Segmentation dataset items
☆ ☆ ☆ ☆
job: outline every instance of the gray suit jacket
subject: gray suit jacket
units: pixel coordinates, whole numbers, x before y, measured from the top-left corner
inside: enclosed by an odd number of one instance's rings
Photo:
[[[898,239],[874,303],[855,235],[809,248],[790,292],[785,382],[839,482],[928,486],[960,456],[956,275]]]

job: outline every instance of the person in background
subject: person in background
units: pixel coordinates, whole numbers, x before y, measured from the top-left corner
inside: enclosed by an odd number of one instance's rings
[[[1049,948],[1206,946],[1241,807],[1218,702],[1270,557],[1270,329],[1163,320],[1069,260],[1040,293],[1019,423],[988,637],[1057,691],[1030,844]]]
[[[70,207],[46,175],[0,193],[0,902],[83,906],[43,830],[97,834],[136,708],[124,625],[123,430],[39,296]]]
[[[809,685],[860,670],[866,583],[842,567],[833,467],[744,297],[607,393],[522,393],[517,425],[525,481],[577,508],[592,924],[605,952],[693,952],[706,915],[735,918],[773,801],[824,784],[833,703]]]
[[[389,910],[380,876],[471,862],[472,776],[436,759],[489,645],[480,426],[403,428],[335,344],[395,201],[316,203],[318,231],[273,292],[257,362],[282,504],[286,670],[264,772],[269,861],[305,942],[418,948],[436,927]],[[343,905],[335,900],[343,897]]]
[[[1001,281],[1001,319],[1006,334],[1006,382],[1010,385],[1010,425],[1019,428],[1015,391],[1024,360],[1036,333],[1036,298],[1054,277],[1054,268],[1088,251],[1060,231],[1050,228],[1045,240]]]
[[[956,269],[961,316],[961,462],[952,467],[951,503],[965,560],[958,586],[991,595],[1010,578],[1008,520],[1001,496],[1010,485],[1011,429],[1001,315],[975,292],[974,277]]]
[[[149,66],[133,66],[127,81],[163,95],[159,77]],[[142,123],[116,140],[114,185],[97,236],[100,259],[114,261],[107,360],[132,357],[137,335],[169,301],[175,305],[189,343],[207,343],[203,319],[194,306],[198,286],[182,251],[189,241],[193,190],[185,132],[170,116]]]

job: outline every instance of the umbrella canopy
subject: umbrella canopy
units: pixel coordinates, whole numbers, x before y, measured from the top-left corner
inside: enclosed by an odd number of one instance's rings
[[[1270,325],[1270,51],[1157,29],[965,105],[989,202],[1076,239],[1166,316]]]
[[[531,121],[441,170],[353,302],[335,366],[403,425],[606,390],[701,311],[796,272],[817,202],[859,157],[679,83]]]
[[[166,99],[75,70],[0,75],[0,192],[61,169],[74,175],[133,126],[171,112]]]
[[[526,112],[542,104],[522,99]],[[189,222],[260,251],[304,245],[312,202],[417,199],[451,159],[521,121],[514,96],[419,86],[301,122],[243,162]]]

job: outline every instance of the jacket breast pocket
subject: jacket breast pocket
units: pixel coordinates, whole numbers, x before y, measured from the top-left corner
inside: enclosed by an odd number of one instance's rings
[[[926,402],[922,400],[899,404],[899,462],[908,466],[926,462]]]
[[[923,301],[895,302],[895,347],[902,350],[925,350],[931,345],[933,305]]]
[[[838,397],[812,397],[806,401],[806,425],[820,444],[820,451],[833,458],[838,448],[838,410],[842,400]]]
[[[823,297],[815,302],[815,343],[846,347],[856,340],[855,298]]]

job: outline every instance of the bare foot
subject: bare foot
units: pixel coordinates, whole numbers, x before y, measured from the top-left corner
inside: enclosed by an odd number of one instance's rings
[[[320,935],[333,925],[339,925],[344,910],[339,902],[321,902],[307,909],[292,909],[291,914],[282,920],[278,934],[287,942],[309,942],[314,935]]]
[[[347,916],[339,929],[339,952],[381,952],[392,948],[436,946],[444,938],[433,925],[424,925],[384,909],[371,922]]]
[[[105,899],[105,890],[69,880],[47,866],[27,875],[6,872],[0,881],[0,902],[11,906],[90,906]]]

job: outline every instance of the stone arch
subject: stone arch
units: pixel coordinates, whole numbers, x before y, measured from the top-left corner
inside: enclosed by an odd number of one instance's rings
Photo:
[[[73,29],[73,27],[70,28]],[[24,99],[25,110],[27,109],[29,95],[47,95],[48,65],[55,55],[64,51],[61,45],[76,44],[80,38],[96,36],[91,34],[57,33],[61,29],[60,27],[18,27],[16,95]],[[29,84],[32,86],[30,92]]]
☆ ☆ ☆ ☆
Express the lines from the one containing "job: outline every instance of the stone arch" through the end of the items as a JSON list of strings, one string per line, with blank lines omitted.

• _COMPLETE ANSWER_
[
  "job: outline every instance of the stone arch",
  "subject: stone arch",
  "units: pixel coordinates, whole numbers, x before y, measured from the top-left corner",
  "inside: enclosed by an odd number of one instance's rings",
  "Photo:",
  "[[[73,29],[73,27],[70,28]],[[24,99],[25,110],[27,109],[29,95],[47,95],[48,65],[55,55],[64,51],[61,45],[76,44],[80,38],[96,36],[91,34],[57,33],[61,29],[60,27],[18,27],[16,95]],[[29,84],[32,86],[30,92]]]"
]